Work required: If an entry below holds a picture, leave the picture out and print the rest exactly.

═══ Exercise materials ═══

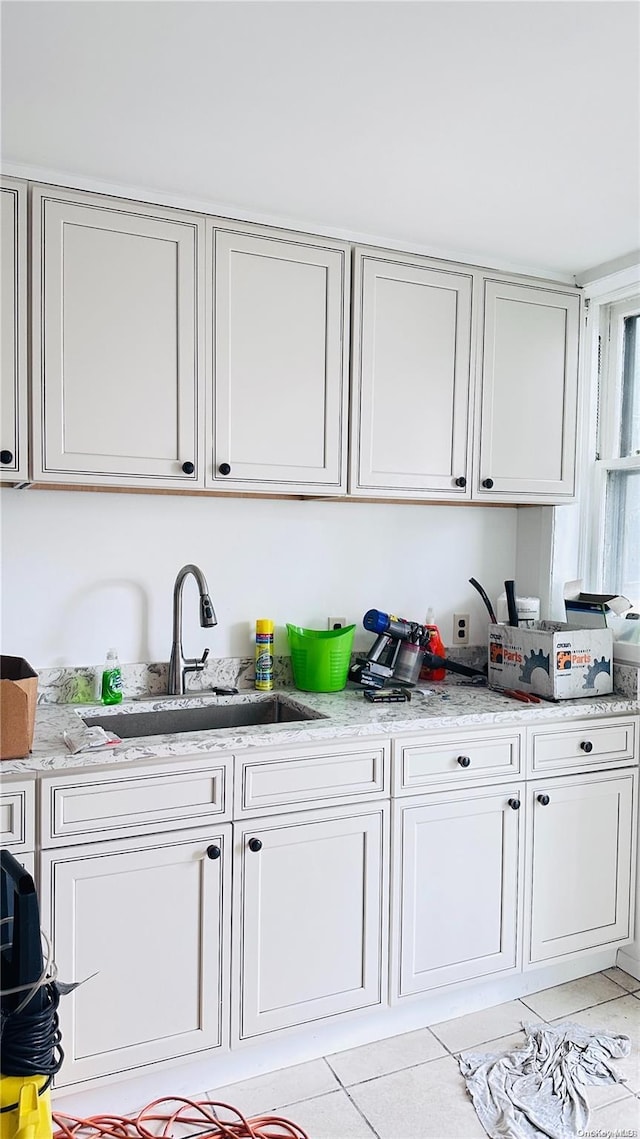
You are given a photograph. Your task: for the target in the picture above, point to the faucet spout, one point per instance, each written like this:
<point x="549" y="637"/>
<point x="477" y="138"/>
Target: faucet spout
<point x="179" y="665"/>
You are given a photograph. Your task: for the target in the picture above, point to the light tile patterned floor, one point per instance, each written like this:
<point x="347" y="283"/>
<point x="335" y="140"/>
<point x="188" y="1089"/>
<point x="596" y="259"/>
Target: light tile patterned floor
<point x="410" y="1087"/>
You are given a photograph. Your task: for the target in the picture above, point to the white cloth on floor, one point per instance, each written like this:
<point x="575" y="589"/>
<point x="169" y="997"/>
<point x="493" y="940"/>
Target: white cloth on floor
<point x="538" y="1089"/>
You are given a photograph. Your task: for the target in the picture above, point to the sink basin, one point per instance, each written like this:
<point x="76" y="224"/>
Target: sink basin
<point x="165" y="721"/>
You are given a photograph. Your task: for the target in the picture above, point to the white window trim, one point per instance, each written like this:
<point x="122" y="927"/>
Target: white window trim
<point x="598" y="437"/>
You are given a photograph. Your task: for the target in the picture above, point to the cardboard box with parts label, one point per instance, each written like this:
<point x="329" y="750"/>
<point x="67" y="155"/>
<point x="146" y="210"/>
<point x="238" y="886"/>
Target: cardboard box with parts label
<point x="552" y="660"/>
<point x="18" y="694"/>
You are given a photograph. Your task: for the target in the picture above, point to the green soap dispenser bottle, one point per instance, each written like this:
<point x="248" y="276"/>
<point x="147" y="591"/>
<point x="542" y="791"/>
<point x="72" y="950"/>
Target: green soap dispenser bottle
<point x="112" y="679"/>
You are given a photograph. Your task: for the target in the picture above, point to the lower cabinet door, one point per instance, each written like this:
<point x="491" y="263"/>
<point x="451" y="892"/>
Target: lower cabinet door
<point x="456" y="886"/>
<point x="580" y="866"/>
<point x="310" y="903"/>
<point x="142" y="927"/>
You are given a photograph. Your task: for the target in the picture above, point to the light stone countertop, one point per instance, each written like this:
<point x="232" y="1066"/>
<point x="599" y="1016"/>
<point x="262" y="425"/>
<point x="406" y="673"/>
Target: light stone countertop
<point x="346" y="715"/>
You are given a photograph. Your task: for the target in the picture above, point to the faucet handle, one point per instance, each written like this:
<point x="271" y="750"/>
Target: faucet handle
<point x="195" y="665"/>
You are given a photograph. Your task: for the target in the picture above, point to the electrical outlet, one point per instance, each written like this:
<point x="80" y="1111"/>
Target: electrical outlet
<point x="336" y="622"/>
<point x="460" y="628"/>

═══

Problem solution:
You are given a photograph. Your task: for the target in the picture above, point to the faucet spout, one point per instance, each written like this:
<point x="549" y="637"/>
<point x="477" y="138"/>
Target: faucet spout
<point x="179" y="665"/>
You are given a photograph. Your task: for the target in the picture above, point to the light tile patterned floor, one point per instance, each written like this:
<point x="347" y="283"/>
<point x="335" y="140"/>
<point x="188" y="1089"/>
<point x="596" y="259"/>
Target: light tile patterned floor
<point x="410" y="1087"/>
You are given a photograph. Your task: for the target in the picture above, point to the white cloth on floor, one point per instance, each written like this:
<point x="575" y="589"/>
<point x="169" y="997"/>
<point x="493" y="940"/>
Target: white cloth on floor
<point x="538" y="1089"/>
You are given a photograph. Your task: for the target in the picture above, point to the sink basin, one point per instance, each written like this:
<point x="76" y="224"/>
Target: sink basin
<point x="165" y="721"/>
You are given a photograph. Your task: for the target in the picture above, point to the white window trim, one point per instance, each written like this:
<point x="122" y="927"/>
Target: white window trim
<point x="598" y="437"/>
You are given a photograph. Your task: for the target in the picture above, point to the cardboard box with parts label, one point per instance, each written like this:
<point x="329" y="750"/>
<point x="67" y="155"/>
<point x="146" y="210"/>
<point x="238" y="886"/>
Target: cardboard box with parts label
<point x="552" y="660"/>
<point x="18" y="694"/>
You are given a photograph. Your task: for the target in the picture above, point to the green soap dispenser bottle, one point per instance, each written like this:
<point x="248" y="276"/>
<point x="147" y="591"/>
<point x="542" y="791"/>
<point x="72" y="950"/>
Target: green soap dispenser bottle
<point x="112" y="679"/>
You are given a photograph. Your task: for the target in the picture above, point to the lower cabinet door, one point per instance, each written like this:
<point x="491" y="263"/>
<point x="451" y="892"/>
Target: lower cabinet door
<point x="456" y="886"/>
<point x="580" y="866"/>
<point x="310" y="903"/>
<point x="142" y="927"/>
You are given a photograph. Your task: for the target in the picture above, point to the light stone countertop, one point per instance, each written like this:
<point x="232" y="1066"/>
<point x="599" y="1016"/>
<point x="262" y="425"/>
<point x="406" y="673"/>
Target: light stone countertop
<point x="346" y="715"/>
You are given a photograph. Your task: for the target in the picture above, point to the faucet handle, one point per instance, each written like this:
<point x="271" y="750"/>
Target: faucet handle
<point x="195" y="665"/>
You are given a photograph. Your task: for the target in the picture above, point to the electrical outlet, one point per instance, each written like this:
<point x="80" y="1111"/>
Target: electrical outlet
<point x="336" y="622"/>
<point x="460" y="628"/>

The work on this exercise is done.